** Source document **
__________
Live like an artist

In the last few weeks of 2023, I geeked out over the Tony Award–winning lead actor of Dear Evan Hansen Ben Platt—the first queer artist who struck me as inspiring. During the two-week holiday break, I had “For Forever”, “Waving Through the Window”, and “Words Fail” playing on repeat on my devices. Ben hits the high notes effortlessly and his low notes highlight the rich quality of his timbre. I also listened to some of his pieces in Parade and watched his live performances: his vocals were impressive.

But that aside, he also writes good songs and gives smart answers during interviews. I learned that he is the son of Marc Platt who, himself, is a multi-award–winning producer—and by whom Ben Platt’s song “In Case You Don’t Live Forever” was inspired. What’s more is we’re of the same age—almost the same age, since he’s a year younger. Sometimes, reading up about artists like Ben Platt makes me wonder what I’ve been doing in my life.

I am drawn to artists, but particularly to those who have strong charisma and an artistic air about them. Any person who’s deeply immersed in his or her arts (and who are not chronically burned out, perhaps) tends to inspire passion, excellence, and hard work. ‘Fulfilled’ artists have these three.

Technically, I could call myself an artist. In fact, Pablo Picasso says every child (who is all of us) is an artist. But I look deep in me, and I see a chronically burned-out creative entrepreneur who’s struggling to make ends meet. Every morning, I wake up and stare at the affirmations and prayers written on my colorful bulletin board, hoping they would give me strength to survive the day. I realized that when you’re this tired, your sense of direction could get impaired, and you end up just going through the motions. It makes you wonder if you truly are doing something in your life or if you’re merely being a slave to your clients and the economy. Don’t get me wrong, there are times when it’s still fun. But I hope I could just focus on making good art and helping others make good art without having to worry about whether coins still jingle in my pocket or if I have enough to pay the staff and the bills.
__________
** Task 1 **
Which lines in the entries below contain the string "hillside"? Locate and copy each of them.

[Data lines]
__________
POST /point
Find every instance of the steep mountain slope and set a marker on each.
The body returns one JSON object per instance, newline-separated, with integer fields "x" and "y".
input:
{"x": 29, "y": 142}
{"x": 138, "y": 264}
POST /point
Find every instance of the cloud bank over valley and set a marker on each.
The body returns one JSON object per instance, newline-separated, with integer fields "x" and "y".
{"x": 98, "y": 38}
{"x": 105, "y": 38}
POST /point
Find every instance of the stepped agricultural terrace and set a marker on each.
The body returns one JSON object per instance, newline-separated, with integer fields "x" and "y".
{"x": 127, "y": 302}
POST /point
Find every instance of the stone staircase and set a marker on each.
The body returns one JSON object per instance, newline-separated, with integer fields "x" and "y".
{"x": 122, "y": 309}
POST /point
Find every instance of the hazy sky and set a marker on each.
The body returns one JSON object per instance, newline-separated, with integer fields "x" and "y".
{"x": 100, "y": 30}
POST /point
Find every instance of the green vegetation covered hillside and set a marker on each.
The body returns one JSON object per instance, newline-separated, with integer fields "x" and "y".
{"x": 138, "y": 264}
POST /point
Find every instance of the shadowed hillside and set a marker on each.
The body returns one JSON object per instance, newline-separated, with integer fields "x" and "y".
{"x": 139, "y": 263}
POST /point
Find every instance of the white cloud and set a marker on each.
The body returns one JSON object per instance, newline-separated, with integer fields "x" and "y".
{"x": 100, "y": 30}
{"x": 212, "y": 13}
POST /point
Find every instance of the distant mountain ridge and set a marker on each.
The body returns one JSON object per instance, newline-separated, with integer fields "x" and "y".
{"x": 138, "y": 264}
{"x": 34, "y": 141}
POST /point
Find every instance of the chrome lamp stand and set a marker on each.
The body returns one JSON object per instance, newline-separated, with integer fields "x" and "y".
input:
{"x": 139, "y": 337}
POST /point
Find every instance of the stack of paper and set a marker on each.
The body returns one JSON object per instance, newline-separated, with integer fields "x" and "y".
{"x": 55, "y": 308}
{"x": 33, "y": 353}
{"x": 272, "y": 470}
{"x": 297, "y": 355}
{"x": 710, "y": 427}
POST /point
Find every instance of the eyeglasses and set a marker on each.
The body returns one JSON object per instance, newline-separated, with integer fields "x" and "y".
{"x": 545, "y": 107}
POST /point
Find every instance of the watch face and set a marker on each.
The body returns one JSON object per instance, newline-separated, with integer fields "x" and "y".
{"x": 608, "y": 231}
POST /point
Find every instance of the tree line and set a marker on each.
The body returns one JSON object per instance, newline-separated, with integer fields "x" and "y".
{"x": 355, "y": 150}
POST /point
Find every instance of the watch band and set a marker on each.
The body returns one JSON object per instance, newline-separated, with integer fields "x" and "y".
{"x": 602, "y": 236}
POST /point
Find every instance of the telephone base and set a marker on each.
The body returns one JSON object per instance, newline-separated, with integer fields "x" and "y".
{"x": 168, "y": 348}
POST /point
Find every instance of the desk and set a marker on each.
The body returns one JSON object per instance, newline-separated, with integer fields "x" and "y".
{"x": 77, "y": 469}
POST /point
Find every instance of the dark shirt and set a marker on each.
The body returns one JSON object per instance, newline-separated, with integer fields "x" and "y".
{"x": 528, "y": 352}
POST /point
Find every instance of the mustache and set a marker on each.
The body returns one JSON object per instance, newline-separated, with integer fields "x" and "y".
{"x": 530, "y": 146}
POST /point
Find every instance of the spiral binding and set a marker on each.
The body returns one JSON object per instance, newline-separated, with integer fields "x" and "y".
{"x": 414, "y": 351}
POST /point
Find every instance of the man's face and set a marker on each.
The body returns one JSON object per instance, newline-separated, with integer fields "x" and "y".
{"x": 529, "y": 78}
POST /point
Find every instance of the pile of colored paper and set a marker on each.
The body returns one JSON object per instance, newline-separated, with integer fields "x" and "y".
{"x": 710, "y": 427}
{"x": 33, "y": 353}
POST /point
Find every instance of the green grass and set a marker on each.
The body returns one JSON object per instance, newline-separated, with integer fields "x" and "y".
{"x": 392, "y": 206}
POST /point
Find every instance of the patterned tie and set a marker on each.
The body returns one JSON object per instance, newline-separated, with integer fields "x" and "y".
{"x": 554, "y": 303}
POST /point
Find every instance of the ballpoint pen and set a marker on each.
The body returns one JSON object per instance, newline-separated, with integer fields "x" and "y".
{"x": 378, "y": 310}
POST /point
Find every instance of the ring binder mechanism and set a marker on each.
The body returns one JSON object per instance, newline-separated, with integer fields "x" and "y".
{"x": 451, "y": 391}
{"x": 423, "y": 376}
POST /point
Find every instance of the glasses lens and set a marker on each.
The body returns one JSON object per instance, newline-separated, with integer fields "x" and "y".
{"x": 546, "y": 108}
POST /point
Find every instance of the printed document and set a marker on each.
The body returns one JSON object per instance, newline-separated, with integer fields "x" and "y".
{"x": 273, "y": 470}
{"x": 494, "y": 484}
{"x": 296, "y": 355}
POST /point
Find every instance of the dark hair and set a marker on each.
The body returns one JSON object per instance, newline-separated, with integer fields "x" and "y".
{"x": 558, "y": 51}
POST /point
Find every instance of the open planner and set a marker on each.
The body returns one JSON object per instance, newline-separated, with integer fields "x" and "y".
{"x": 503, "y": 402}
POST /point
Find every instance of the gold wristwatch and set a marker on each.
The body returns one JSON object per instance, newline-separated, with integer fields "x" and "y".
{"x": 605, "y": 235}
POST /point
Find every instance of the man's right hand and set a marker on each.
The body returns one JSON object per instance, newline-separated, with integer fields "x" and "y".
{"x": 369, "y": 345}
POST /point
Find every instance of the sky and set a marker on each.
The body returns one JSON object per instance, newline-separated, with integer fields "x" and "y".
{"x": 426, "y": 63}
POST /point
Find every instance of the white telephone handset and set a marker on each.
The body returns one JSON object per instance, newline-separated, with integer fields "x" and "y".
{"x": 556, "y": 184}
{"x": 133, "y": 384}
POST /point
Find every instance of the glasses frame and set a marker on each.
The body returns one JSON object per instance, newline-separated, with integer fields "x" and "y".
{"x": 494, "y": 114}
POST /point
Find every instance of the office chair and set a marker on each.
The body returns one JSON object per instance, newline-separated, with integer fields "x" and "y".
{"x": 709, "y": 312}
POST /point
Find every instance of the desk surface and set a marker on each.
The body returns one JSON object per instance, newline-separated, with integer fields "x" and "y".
__________
** Task 2 **
Do these statements agree with the essay on living like an artist? Answer yes or no for each, quoting the words of the essay that decide it. (a) Ben Platt is a year older than the writer. (b) The writer's affirmations and prayers are written on a colorful bulletin board. (c) Ben Platt's song "In Case You Don't Live Forever" was inspired by his father, Marc Platt.

** Worked solution 1 **
Find every instance of the green vegetation covered hillside and set a marker on each.
Find every instance of the shadowed hillside and set a marker on each.

** Worked solution 2 **
(a) No: "since he’s a year younger"
(b) Yes: "stare at the affirmations and prayers written on my colorful bulletin board"
(c) Yes: "he is the son of Marc Platt who, himself, is a multi-award–winning producer—and by whom Ben Platt’s song “In Case You Don’t Live Forever” was inspired"